- Opening Delimiter -
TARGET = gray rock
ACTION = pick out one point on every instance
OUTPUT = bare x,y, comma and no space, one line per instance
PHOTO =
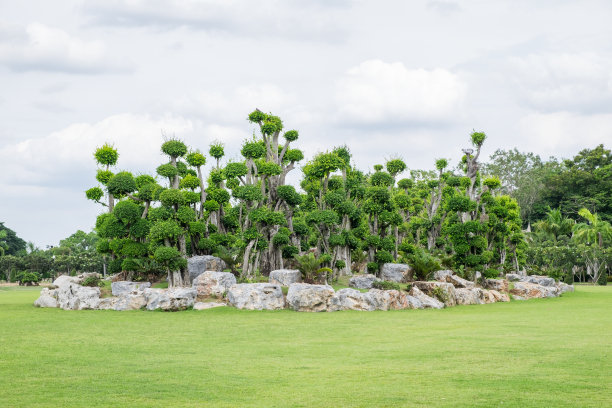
214,284
447,289
500,285
197,265
171,299
285,277
46,299
124,287
539,280
351,299
72,296
513,277
303,297
363,281
441,275
467,296
427,302
207,305
528,290
564,287
459,282
499,296
130,301
396,272
256,296
375,299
- Closing Delimiter -
**PROBLEM STATEMENT:** Lines of the material that contain the word "instance" are to be gathered.

**RESULT OF THIS EXERCISE:**
ACTION = pick out one point on every instance
OUTPUT = bare x,y, comma and no space, one line per instance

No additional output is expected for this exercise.